§ **PROBLEMS TO SOLVE**:
[A] Write out the part of the Tesla battery degradation article that begins at the words "Teslanomics by Ben" and stops after "is very positive.".
[B] Answer these questions from the Tesla battery degradation article below:
(i) Whose Tesla Model S battery degradation data did Teslanomics analyze?
(ii) What capacity retention did some models show after 220,000 miles?
(iii) According to the claim attributed to haters, how long will Tesla car batteries last?

§ **EXCERPT TO READ**:
Teslanomics Examines Tesla Battery Degradation: Interactive Owner Spreadsheet Shows Results


APR 15 2017 BY MARK KANE 31

Teslanomics by Ben Sullins recently took some time to analyze Maarten Steinbuch’s Tesla Model S battery degradation data, and then upgrade it with an interactive graph that shows the percentage of battery capacity in relation to mileage, charge cycles and a car’s age.

One of the handy options also enables the ability compare results from particular regions.

As it turns out, some models noted a great 93% capacity retention after 220,000 miles. There were also some worse scenarios like a 85% result after just over 32,000 miles, but in general most are around 95%, which is very positive.

Teslanomics encourages others to join the research and add their own data to build a more comprehensive data sheet.

What is the Lifespan of a Tesla Battery and How Long Will it Last?

Tesla Model S and Panasonic lithium-ion battery cell

Haters love to claim that the Tesla car batteries, the ones that power the car, will only last 2 years or less.

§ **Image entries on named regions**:
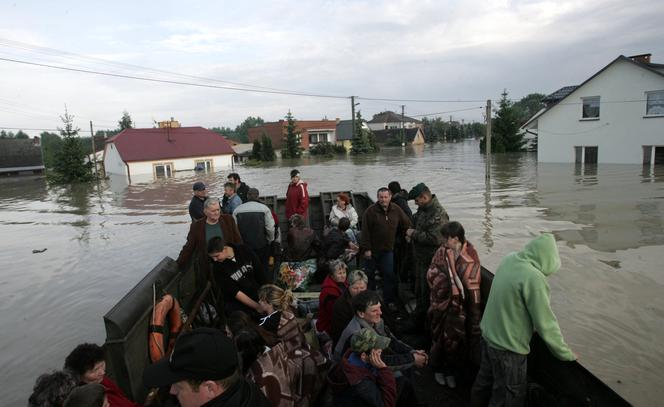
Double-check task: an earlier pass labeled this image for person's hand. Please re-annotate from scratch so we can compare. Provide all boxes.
[413,352,429,367]
[369,349,387,369]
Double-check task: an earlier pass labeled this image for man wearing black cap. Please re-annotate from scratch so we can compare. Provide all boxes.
[189,181,207,222]
[143,328,270,407]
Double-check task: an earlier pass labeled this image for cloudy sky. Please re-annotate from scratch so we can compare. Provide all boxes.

§ **SOLVED TASKS**:
[A]
Teslanomics by Ben Sullins recently took some time to analyze Maarten Steinbuch’s Tesla Model S battery degradation data, and then upgrade it with an interactive graph that shows the percentage of battery capacity in relation to mileage, charge cycles and a car’s age.

One of the handy options also enables the ability compare results from particular regions.

As it turns out, some models noted a great 93% capacity retention after 220,000 miles. There were also some worse scenarios like a 85% result after just over 32,000 miles, but in general most are around 95%, which is very positive.

[B]
(i) Maarten Steinbuch's
(ii) 93%
(iii) Only 2 years or less